◆ **EXCERPT TO READ**

=== Section Start ===

Every time someone clicks on a URL in the browser, opens a document or an attachment in an e-mail, or opens a file on a USB thumb drive, each task that gets created in the operating system as a result of the action is put into its own Micro-VM (virtual machine). All system resources, such as files, networks, clipboard, the user at the keyboard, are managed in Windows on the trusted side of the system. Any attempt by the Micro-VM to gain access to a file on that part of the system causes the Intel hardware to stop the action.

"The moment one of these tasks in a Micro-VM [tries to access the trusted area], for example the browser wants to open a cookie file, the hardware stops the execution of the task and hands control to the Microvisor," said Crosby. "That's the key innovation here. Instead of relying on software to police access to resources, we're going to now be sure that there's no way that these tasks can access any of my privileged resources, the file system, network access, clipboard, devices, printing."

If malware attempts to infect a computer when someone visits a malicious Web page, for instance, the malware is injected as a change to the local view of the environment only and can not be injected into Windows. "It's as if the attacker sees a big sheet of glass between him and Windows," Crosby said. "When you close the browser tab the whole thing is automatically discarded. So we have a PC that magically discards malware by design."

Bromium also offers the ability to analyze attacks as they are happening and to visualize attacks that traditional security methods can't detect, such as when a piece of software is trying to do something unauthorized from within a Micro-VM, like overwriting a registry, kernel bits or the master boot record. "We can profile zero-day attacks [exploiting previously unknown holes] in real-time without false alarms," he said.

The isolation Bromium offers brings to mind the sandbox approach used by Google's Chrome and Adobe Reader, but Crosby says there is a big difference. The more lines of code a piece of software has, such as a browser, the more bugs it is likely to have, which can compromise the sandboxing capability, he said.

=== Section End ===

◆ **DIRECTIONS FOR THIS TASK**
Copy out the whole passage on Bromium's Micro-VM isolation word for word. You won't need the rows for anything.

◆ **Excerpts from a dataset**
=== Section Start ===

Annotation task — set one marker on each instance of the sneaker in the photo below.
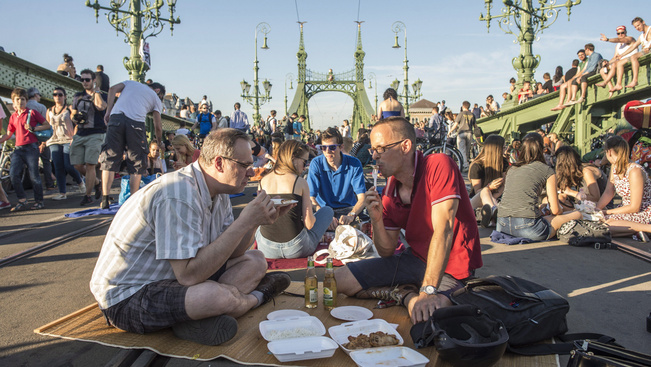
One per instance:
(273, 284)
(98, 190)
(210, 331)
(104, 204)
(86, 200)
(486, 214)
(397, 293)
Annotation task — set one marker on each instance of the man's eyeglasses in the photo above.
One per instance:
(331, 147)
(382, 149)
(246, 166)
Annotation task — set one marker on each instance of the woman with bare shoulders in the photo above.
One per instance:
(390, 106)
(297, 233)
(67, 68)
(577, 180)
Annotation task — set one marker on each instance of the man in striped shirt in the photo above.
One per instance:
(174, 255)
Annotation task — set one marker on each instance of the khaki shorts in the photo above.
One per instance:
(125, 136)
(86, 149)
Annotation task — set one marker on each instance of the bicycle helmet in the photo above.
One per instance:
(464, 336)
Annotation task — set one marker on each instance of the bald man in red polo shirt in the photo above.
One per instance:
(427, 197)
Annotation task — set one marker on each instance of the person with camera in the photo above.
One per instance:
(88, 108)
(125, 118)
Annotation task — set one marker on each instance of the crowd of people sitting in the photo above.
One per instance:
(176, 243)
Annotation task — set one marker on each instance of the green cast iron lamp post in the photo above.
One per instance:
(530, 21)
(256, 99)
(396, 28)
(133, 22)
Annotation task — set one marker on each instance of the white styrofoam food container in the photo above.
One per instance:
(311, 347)
(286, 328)
(341, 332)
(388, 356)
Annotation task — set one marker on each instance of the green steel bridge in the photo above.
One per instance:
(578, 124)
(19, 73)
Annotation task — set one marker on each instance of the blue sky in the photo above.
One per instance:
(212, 50)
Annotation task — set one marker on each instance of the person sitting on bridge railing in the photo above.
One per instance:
(625, 48)
(176, 244)
(590, 69)
(569, 77)
(645, 42)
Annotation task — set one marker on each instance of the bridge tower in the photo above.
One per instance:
(350, 83)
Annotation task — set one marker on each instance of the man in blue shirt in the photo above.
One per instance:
(298, 128)
(594, 59)
(336, 180)
(239, 120)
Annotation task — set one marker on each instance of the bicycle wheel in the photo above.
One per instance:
(450, 151)
(5, 179)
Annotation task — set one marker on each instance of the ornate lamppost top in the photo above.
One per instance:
(133, 22)
(530, 21)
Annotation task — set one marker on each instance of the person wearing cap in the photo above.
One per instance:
(581, 79)
(33, 103)
(644, 41)
(125, 120)
(336, 180)
(87, 113)
(622, 55)
(239, 120)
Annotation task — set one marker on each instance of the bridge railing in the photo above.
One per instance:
(580, 122)
(314, 76)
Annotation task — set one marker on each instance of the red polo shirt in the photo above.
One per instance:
(17, 126)
(436, 178)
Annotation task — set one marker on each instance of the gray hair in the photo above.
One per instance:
(220, 143)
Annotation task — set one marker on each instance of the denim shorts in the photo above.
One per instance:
(536, 229)
(404, 268)
(157, 305)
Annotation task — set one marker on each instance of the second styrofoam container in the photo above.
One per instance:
(341, 332)
(388, 356)
(298, 327)
(312, 347)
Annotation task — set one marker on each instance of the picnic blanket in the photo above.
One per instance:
(248, 346)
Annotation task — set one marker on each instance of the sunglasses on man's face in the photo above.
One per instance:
(331, 147)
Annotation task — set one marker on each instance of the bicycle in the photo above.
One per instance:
(439, 144)
(5, 165)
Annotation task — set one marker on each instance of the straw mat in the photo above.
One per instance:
(248, 346)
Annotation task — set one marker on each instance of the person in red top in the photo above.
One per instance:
(26, 152)
(427, 197)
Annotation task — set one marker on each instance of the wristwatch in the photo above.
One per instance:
(429, 290)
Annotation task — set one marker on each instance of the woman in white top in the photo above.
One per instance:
(62, 131)
(622, 55)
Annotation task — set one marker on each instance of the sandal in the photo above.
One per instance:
(20, 206)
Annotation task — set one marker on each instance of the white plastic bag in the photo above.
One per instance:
(349, 244)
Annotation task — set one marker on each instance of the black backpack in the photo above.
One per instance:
(530, 312)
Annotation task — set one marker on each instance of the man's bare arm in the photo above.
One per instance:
(443, 215)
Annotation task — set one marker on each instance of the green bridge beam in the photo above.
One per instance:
(580, 122)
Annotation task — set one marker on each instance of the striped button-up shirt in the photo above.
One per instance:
(171, 218)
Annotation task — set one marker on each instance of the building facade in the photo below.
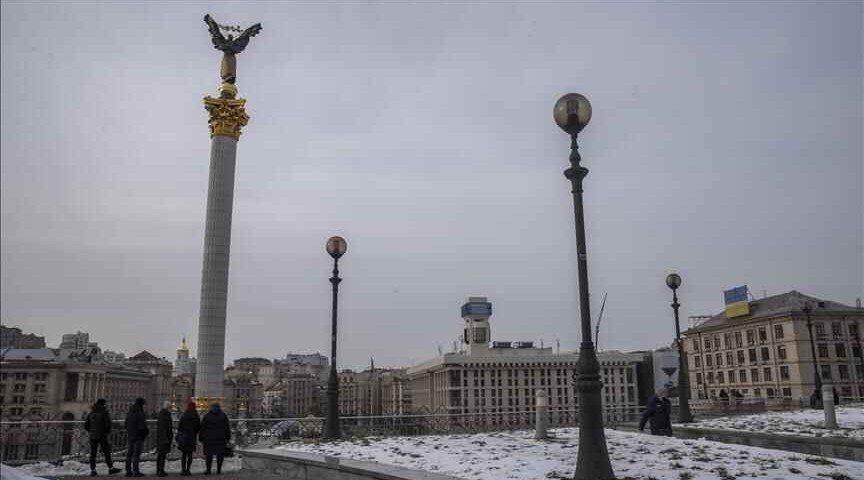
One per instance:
(48, 384)
(13, 337)
(506, 376)
(76, 341)
(767, 353)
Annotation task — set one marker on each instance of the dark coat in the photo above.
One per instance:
(659, 411)
(136, 423)
(187, 431)
(164, 431)
(98, 422)
(215, 431)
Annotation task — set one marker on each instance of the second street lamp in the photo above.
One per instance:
(336, 247)
(673, 281)
(572, 112)
(816, 396)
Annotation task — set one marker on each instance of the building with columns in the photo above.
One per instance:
(13, 337)
(504, 377)
(767, 352)
(184, 364)
(49, 384)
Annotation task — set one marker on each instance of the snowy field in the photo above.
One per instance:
(44, 469)
(516, 455)
(809, 423)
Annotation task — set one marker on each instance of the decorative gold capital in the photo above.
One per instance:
(227, 116)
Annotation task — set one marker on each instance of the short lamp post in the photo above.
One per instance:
(572, 113)
(816, 397)
(673, 281)
(336, 247)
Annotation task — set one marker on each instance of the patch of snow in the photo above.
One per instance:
(809, 423)
(72, 468)
(12, 473)
(518, 456)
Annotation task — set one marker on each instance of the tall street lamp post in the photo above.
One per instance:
(673, 281)
(572, 113)
(816, 397)
(336, 247)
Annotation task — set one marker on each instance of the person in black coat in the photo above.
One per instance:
(659, 412)
(98, 425)
(187, 431)
(136, 432)
(164, 432)
(215, 435)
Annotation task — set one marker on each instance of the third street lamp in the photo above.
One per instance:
(336, 247)
(673, 281)
(572, 112)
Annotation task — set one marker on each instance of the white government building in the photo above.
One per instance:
(505, 376)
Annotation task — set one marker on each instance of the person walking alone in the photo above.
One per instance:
(659, 412)
(187, 431)
(164, 432)
(136, 432)
(98, 425)
(215, 435)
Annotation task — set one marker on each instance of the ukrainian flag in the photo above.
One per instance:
(736, 302)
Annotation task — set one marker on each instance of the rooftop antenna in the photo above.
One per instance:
(599, 319)
(696, 320)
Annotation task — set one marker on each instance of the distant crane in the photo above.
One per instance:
(599, 319)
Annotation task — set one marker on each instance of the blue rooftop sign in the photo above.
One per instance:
(476, 308)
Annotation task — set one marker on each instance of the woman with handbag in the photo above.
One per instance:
(164, 427)
(215, 435)
(187, 431)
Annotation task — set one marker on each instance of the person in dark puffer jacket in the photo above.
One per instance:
(98, 425)
(215, 435)
(136, 432)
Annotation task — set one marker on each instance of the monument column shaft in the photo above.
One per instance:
(214, 275)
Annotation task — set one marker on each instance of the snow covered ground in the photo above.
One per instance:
(517, 456)
(9, 473)
(44, 469)
(809, 423)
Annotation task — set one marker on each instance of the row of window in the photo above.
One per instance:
(22, 387)
(737, 338)
(39, 376)
(823, 350)
(825, 371)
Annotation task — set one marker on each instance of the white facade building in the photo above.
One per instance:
(505, 377)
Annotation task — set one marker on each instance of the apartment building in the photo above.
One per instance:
(505, 376)
(767, 353)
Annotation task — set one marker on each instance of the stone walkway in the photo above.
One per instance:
(236, 475)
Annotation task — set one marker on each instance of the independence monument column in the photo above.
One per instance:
(227, 116)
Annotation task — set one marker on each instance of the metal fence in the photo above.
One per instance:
(26, 441)
(55, 441)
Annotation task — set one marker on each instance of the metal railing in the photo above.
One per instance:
(56, 441)
(30, 441)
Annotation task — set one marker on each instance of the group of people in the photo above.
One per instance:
(213, 431)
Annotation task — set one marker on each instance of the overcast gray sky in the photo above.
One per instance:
(726, 144)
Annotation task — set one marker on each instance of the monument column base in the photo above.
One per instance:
(202, 404)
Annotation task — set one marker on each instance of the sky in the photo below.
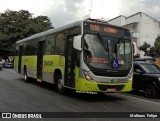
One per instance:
(62, 12)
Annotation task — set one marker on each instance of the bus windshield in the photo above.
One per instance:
(104, 52)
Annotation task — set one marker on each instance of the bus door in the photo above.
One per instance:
(70, 63)
(20, 59)
(40, 59)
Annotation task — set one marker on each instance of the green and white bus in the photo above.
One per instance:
(87, 56)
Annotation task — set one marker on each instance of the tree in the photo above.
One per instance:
(157, 46)
(146, 48)
(16, 25)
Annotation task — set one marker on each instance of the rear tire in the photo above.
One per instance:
(149, 91)
(60, 87)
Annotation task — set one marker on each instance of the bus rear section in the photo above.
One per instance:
(86, 56)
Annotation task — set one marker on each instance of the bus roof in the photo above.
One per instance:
(50, 31)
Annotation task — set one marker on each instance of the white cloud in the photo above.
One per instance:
(105, 9)
(62, 12)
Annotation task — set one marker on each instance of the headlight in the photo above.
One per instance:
(87, 76)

=== Section End ===

◆ **SOLUTION BELOW**
Every time someone clicks on a URL in the browser, opens a document or an attachment in an e-mail, or opens a file on a USB thumb drive, each task that gets created in the operating system as a result of the action is put into its own Micro-VM (virtual machine). All system resources, such as files, networks, clipboard, the user at the keyboard, are managed in Windows on the trusted side of the system. Any attempt by the Micro-VM to gain access to a file on that part of the system causes the Intel hardware to stop the action.

"The moment one of these tasks in a Micro-VM [tries to access the trusted area], for example the browser wants to open a cookie file, the hardware stops the execution of the task and hands control to the Microvisor," said Crosby. "That's the key innovation here. Instead of relying on software to police access to resources, we're going to now be sure that there's no way that these tasks can access any of my privileged resources, the file system, network access, clipboard, devices, printing."

If malware attempts to infect a computer when someone visits a malicious Web page, for instance, the malware is injected as a change to the local view of the environment only and can not be injected into Windows. "It's as if the attacker sees a big sheet of glass between him and Windows," Crosby said. "When you close the browser tab the whole thing is automatically discarded. So we have a PC that magically discards malware by design."

Bromium also offers the ability to analyze attacks as they are happening and to visualize attacks that traditional security methods can't detect, such as when a piece of software is trying to do something unauthorized from within a Micro-VM, like overwriting a registry, kernel bits or the master boot record. "We can profile zero-day attacks [exploiting previously unknown holes] in real-time without false alarms," he said.

The isolation Bromium offers brings to mind the sandbox approach used by Google's Chrome and Adobe Reader, but Crosby says there is a big difference. The more lines of code a piece of software has, such as a browser, the more bugs it is likely to have, which can compromise the sandboxing capability, he said.